(Excerpts from a point labeling dataset)

☆ ☆ ☆ ☆

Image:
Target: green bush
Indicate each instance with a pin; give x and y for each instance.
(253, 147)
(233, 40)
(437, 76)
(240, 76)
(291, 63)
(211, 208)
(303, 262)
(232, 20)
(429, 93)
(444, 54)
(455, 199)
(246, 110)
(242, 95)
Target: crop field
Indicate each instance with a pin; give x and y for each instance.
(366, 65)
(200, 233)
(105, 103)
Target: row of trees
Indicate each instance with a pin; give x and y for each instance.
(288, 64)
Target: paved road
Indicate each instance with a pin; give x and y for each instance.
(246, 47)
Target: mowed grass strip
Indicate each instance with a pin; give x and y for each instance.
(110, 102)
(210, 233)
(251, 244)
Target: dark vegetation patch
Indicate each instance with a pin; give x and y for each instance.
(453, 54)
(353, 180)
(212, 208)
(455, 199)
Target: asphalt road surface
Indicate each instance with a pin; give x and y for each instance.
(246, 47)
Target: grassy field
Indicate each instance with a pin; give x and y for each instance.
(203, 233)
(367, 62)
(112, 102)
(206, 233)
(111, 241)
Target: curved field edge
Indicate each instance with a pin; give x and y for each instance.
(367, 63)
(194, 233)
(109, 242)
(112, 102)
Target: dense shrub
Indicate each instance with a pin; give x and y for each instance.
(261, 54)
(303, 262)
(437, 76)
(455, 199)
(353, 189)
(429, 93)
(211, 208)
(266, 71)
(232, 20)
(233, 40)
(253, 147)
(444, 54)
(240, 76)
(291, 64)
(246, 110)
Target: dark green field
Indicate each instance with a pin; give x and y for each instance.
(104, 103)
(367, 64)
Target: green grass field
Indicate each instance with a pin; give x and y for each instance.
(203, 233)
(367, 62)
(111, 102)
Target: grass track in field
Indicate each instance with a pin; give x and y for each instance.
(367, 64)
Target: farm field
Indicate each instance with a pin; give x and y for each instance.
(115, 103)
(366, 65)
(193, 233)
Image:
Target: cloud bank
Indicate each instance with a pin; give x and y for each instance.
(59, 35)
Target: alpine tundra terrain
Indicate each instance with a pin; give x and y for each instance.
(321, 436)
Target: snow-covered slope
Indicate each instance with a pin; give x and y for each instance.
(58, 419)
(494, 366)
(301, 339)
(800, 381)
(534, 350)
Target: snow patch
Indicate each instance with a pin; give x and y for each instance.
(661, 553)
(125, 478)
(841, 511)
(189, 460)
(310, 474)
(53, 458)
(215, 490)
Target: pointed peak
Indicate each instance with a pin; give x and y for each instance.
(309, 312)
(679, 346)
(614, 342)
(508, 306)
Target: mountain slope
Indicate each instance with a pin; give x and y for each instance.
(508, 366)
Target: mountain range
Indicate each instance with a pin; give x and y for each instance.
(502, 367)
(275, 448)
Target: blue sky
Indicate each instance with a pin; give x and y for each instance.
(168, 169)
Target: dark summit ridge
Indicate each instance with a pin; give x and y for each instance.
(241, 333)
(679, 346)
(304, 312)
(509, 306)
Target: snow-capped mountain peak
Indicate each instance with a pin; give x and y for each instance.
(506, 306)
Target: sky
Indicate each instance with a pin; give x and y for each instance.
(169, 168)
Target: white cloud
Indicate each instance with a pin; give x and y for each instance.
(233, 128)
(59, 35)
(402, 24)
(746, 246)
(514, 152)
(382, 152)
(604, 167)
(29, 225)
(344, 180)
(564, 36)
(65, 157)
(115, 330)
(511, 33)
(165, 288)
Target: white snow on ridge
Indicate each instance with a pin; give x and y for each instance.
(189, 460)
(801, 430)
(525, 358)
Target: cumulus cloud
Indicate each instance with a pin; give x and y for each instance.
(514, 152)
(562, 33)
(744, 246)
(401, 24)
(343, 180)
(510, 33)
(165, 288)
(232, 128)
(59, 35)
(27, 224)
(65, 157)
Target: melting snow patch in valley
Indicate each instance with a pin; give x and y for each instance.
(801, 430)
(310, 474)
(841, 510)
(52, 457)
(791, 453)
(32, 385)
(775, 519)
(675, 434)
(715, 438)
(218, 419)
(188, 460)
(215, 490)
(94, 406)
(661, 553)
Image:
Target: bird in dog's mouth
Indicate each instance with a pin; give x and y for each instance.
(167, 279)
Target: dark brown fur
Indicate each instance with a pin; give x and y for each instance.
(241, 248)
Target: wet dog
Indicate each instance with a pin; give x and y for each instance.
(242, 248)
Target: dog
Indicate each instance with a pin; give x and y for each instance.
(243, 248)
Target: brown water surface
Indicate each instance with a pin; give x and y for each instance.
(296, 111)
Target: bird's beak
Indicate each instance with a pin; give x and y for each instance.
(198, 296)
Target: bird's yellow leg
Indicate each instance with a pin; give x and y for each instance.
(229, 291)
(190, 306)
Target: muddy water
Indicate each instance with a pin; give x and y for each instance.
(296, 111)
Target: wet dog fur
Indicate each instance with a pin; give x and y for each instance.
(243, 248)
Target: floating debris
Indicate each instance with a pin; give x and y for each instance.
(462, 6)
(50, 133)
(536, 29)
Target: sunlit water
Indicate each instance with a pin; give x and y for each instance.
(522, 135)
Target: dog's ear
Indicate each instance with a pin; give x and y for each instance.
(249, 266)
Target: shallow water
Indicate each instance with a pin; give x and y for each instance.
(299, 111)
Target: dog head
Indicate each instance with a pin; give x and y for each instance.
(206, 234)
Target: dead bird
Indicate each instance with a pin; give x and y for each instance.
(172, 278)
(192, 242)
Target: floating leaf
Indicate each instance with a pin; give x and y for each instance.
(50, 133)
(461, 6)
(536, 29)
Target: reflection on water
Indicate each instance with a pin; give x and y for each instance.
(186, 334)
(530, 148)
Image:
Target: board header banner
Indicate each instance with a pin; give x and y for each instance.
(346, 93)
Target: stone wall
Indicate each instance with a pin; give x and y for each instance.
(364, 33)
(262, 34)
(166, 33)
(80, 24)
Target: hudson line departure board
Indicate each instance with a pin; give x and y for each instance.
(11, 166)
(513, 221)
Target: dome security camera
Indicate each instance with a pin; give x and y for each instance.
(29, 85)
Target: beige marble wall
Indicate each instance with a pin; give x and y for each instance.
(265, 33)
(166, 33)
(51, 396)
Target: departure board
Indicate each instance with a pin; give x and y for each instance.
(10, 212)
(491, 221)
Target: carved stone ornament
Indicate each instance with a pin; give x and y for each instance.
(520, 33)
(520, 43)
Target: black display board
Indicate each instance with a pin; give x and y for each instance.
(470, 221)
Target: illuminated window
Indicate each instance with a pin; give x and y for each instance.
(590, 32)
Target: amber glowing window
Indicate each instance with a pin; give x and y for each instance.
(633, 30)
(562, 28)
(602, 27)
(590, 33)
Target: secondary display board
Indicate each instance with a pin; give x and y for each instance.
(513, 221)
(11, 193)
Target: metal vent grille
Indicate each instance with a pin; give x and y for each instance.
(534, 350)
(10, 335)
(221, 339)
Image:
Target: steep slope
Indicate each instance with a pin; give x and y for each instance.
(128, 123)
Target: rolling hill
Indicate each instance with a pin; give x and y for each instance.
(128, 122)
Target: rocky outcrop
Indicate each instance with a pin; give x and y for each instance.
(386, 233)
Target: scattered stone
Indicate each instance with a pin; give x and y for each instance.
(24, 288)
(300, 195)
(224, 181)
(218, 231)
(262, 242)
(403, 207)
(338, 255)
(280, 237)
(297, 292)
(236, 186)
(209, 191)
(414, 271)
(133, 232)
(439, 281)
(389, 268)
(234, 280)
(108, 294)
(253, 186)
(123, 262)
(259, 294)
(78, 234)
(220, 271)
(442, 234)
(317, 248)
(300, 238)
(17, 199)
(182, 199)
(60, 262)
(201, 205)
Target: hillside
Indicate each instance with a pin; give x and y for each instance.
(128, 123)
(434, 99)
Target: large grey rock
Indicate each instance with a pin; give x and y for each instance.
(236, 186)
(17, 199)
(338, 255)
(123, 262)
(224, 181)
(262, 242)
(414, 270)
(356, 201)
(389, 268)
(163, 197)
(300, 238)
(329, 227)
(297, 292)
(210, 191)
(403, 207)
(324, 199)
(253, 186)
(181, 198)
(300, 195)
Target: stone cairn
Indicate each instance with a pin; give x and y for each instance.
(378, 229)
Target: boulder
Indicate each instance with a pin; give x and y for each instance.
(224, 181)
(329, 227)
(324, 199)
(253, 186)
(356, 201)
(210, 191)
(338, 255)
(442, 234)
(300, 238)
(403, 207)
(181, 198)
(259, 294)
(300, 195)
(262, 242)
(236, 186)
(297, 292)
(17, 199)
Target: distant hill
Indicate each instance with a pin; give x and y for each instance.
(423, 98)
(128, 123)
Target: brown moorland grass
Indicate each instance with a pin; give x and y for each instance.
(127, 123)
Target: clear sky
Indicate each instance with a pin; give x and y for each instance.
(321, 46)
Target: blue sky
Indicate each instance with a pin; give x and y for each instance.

☆ ☆ ☆ ☆

WHAT IS EXPECTED | Please copy out everything from the line "Target: distant hill" down to the last line of the items, reproducing each line unchanged.

OUTPUT FOR THIS TASK |
Target: distant hill
Indicate each instance with a pin; give x and y for each instance.
(423, 98)
(128, 123)
Target: brown moorland grass
Indicate each instance with a pin; give x and y for each instance.
(127, 123)
Target: clear sky
Indicate each instance with a pin; give x and y for each instance.
(321, 46)
Target: blue sky
Indicate each instance with a pin; give x and y for each instance.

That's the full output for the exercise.